__RECORDS FOR PROCESSING__.

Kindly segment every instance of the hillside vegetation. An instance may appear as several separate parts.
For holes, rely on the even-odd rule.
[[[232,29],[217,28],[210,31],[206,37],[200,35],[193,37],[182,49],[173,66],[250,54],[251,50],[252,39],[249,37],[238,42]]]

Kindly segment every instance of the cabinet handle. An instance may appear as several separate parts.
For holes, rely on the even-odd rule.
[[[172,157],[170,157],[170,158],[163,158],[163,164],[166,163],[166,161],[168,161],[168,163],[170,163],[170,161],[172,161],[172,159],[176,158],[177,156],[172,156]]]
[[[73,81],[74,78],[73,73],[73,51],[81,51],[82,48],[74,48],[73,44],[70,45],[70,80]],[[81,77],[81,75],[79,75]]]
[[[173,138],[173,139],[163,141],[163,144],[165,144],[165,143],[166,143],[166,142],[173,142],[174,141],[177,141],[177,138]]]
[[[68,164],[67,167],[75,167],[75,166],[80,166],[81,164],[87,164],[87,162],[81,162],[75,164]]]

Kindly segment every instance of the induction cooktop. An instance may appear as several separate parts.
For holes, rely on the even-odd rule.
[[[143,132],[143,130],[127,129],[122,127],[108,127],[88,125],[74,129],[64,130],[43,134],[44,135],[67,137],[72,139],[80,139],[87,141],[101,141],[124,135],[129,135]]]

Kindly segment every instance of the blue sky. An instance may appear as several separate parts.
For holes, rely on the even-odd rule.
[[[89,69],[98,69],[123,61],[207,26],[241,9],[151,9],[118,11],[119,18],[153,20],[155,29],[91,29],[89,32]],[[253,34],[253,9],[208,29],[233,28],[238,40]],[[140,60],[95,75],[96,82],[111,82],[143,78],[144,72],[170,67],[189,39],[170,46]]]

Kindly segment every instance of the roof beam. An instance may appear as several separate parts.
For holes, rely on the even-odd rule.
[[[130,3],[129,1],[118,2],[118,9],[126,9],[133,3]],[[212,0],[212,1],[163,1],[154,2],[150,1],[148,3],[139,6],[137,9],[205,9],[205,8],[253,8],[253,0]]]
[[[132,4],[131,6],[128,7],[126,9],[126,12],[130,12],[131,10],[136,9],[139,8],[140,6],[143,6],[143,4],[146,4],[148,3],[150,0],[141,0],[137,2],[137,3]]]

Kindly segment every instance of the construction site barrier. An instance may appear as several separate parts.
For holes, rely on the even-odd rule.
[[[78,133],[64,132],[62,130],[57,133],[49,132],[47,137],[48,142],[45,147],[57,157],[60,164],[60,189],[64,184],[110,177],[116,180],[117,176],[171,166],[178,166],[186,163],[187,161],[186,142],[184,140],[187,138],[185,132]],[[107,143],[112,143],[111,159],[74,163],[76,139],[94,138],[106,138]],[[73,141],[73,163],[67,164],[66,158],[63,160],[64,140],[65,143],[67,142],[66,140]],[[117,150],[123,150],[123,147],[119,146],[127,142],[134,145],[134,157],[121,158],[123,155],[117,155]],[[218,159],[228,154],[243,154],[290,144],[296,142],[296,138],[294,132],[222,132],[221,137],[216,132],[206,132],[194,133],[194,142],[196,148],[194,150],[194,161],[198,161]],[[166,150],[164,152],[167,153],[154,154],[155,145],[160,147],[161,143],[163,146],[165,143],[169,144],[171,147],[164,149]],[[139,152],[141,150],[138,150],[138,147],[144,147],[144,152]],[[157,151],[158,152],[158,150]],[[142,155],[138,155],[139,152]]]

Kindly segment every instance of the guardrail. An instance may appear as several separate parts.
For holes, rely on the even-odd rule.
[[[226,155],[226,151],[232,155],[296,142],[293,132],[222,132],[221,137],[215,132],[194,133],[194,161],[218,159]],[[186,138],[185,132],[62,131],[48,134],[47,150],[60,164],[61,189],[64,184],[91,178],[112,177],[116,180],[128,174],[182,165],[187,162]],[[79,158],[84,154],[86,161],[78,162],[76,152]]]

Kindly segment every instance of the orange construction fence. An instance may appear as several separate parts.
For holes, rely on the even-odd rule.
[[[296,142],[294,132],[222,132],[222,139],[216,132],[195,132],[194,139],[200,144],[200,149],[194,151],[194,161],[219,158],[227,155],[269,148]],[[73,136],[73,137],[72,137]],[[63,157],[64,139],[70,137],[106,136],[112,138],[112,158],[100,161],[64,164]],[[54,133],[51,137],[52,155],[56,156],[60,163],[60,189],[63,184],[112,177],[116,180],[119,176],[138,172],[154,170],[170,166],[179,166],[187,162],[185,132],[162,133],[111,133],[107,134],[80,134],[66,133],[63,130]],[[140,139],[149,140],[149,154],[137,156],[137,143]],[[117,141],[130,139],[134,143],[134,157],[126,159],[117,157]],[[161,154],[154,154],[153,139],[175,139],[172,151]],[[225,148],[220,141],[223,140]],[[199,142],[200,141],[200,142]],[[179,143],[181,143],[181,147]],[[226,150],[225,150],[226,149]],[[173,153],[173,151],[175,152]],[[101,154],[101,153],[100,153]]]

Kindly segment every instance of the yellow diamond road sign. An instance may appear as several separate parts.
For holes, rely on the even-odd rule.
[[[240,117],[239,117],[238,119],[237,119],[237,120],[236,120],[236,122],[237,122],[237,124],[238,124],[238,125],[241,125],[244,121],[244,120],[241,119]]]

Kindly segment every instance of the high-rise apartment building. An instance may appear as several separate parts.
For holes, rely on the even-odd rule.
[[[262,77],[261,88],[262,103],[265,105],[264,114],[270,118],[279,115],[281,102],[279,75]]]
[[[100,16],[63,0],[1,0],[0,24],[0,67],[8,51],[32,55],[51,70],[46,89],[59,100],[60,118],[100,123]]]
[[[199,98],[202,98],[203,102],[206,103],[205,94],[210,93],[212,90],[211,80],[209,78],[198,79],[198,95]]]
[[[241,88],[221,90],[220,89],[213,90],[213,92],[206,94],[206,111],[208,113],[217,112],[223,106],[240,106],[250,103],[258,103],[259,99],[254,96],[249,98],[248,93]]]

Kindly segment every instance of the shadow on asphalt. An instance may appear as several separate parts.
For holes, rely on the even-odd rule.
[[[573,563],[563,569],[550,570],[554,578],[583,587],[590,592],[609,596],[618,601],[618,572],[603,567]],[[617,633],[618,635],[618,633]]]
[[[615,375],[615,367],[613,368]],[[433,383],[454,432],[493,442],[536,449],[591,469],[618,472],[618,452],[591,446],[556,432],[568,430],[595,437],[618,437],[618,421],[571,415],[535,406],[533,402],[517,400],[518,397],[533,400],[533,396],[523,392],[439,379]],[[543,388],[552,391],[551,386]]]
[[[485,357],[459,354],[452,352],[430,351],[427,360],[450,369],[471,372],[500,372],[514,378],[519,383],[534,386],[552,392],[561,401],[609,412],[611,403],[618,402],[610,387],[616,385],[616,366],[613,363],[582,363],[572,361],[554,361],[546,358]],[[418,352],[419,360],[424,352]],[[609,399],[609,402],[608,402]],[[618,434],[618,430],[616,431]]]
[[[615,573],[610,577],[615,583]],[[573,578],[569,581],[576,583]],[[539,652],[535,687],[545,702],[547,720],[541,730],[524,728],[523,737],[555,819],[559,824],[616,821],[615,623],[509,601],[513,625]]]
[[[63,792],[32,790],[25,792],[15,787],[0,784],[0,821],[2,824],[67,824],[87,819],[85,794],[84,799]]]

__GOAL__. Count the lines in the material above that contain the string "every", with case significant. Reply with the number alone.

__RESPONSE__. 11